* _Bounding-box records_
---

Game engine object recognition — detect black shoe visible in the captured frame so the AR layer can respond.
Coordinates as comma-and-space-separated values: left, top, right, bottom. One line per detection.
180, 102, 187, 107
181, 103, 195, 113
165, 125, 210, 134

---

* _EXERCISE DETAILS_
Update the items above by replacing "captured frame" with "rendered frame" throughout, changing nothing else.

* _EXERCISE RESULT_
Game engine object recognition — detect black shoe visible in the rendered frame so the AR layer can respond.
Coordinates as comma-and-space-separated values: left, top, right, bottom. One line per detection.
180, 102, 187, 107
181, 103, 195, 113
165, 125, 210, 134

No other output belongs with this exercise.